- _Your instructions_
Please resize the part of the rows that opens at their start and closes with the line containing "290 65 L 287". Reproduce every line, requests unchanged, but multiply each viewBox value and path coordinate in the answers by 2, rounding to whole numbers with halves going up.

- _Given information_
[START]

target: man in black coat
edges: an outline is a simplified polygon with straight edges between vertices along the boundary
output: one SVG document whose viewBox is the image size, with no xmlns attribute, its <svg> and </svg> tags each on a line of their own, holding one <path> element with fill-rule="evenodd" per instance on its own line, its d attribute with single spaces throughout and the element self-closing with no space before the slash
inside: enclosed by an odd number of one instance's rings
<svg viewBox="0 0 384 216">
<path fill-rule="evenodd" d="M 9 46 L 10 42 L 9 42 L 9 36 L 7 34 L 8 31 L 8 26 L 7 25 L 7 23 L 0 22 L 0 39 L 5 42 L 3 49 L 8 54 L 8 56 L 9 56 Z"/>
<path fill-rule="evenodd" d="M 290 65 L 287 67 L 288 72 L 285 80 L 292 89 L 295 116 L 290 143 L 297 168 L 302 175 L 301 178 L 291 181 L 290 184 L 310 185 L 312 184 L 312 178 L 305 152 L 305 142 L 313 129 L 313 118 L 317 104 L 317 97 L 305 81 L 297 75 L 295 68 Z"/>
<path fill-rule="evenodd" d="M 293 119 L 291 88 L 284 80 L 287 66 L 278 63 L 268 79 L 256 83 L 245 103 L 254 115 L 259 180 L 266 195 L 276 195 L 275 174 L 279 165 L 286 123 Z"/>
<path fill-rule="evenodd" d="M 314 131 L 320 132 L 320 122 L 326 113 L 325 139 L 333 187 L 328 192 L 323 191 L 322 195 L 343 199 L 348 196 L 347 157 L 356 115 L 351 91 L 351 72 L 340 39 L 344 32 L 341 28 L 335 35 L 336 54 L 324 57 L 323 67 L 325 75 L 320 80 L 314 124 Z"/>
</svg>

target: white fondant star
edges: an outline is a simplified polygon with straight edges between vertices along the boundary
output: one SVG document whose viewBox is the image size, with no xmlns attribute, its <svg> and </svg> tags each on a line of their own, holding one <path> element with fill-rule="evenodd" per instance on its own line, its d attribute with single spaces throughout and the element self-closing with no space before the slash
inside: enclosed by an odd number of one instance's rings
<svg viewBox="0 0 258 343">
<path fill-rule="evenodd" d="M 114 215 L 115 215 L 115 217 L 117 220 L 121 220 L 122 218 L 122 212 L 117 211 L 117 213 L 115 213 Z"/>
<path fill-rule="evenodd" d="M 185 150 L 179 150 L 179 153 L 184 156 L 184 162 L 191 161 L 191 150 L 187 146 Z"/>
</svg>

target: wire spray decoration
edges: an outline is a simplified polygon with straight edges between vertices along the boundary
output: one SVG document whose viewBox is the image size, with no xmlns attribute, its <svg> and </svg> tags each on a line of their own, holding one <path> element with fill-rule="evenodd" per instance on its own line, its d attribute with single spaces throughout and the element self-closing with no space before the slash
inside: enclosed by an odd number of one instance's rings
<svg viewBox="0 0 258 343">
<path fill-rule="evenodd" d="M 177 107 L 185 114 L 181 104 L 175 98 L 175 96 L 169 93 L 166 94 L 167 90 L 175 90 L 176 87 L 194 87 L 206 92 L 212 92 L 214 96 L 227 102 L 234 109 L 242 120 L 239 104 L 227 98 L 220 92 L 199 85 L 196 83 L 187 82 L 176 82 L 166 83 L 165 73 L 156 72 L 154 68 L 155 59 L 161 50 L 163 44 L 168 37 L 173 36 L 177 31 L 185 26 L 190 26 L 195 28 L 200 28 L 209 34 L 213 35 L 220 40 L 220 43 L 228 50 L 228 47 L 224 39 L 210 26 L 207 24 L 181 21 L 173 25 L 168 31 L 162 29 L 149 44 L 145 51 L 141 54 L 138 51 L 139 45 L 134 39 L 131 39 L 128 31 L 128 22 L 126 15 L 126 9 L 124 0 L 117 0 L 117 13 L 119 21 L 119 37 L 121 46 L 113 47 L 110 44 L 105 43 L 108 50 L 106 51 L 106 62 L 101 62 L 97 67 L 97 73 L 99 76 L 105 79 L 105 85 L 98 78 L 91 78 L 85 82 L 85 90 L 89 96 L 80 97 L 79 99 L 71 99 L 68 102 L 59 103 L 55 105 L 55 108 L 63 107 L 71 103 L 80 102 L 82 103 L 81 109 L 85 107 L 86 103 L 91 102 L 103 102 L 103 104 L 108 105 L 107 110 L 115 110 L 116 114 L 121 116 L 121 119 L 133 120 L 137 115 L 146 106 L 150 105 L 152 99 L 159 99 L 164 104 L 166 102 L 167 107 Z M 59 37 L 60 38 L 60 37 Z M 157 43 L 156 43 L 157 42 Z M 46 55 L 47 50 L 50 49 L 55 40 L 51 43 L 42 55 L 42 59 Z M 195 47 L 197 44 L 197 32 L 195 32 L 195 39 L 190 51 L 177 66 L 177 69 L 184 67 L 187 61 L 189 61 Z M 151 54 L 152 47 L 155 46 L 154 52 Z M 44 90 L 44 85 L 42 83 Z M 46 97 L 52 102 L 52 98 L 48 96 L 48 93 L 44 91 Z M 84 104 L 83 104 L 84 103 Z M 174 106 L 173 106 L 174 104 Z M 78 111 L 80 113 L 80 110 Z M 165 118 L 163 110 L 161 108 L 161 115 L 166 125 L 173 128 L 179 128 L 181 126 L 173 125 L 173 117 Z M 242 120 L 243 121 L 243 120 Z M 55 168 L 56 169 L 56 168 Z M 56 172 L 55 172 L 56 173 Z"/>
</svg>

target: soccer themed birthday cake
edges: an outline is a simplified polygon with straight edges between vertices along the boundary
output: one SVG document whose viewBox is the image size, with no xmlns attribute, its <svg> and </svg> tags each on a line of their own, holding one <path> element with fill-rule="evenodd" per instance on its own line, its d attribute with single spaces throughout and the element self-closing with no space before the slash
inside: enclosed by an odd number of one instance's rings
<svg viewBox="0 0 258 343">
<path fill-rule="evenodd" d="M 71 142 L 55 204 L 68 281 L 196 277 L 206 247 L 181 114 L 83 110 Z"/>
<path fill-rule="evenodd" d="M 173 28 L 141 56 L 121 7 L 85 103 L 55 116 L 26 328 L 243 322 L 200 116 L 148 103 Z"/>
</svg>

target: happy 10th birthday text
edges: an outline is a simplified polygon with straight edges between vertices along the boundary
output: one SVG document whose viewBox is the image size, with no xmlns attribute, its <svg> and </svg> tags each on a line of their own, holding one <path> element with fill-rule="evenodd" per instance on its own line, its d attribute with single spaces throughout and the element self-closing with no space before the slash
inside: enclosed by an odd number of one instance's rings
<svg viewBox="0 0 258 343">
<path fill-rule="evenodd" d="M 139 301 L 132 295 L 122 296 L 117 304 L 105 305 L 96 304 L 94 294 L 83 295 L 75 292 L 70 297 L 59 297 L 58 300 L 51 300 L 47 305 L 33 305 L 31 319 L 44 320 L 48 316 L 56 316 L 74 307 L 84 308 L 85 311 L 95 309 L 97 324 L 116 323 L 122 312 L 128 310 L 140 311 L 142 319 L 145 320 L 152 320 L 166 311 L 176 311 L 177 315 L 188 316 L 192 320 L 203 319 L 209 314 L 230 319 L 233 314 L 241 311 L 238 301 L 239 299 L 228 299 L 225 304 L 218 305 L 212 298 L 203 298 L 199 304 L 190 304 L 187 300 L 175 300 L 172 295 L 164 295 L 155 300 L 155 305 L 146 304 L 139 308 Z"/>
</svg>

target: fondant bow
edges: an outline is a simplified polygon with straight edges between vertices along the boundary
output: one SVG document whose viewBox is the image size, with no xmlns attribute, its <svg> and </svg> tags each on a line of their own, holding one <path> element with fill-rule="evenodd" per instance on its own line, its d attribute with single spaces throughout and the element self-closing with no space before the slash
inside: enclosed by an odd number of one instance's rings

[END]

- _Completed task_
target: man in black coat
edges: an outline is a simplified polygon with straight edges between vertices along the boundary
output: one SVG document whose viewBox is the image size, with no xmlns attribute, its <svg> and </svg> tags each on a line of their own, holding one <path> element with fill-rule="evenodd" per instance on its own line, its d attribute with single spaces throughout and the element self-closing with no space before the slash
inside: enclosed by an odd number of one instance's rings
<svg viewBox="0 0 768 432">
<path fill-rule="evenodd" d="M 18 92 L 20 84 L 18 84 L 18 72 L 14 68 L 16 62 L 16 52 L 14 50 L 14 46 L 0 44 L 0 78 L 10 84 L 6 98 L 16 108 L 16 112 L 18 112 Z"/>
<path fill-rule="evenodd" d="M 580 130 L 574 134 L 576 144 L 570 160 L 584 178 L 590 232 L 580 286 L 594 336 L 604 350 L 602 356 L 582 362 L 580 368 L 620 370 L 624 368 L 624 356 L 610 304 L 610 284 L 626 258 L 626 236 L 634 208 L 634 194 L 610 162 L 594 150 L 590 136 Z"/>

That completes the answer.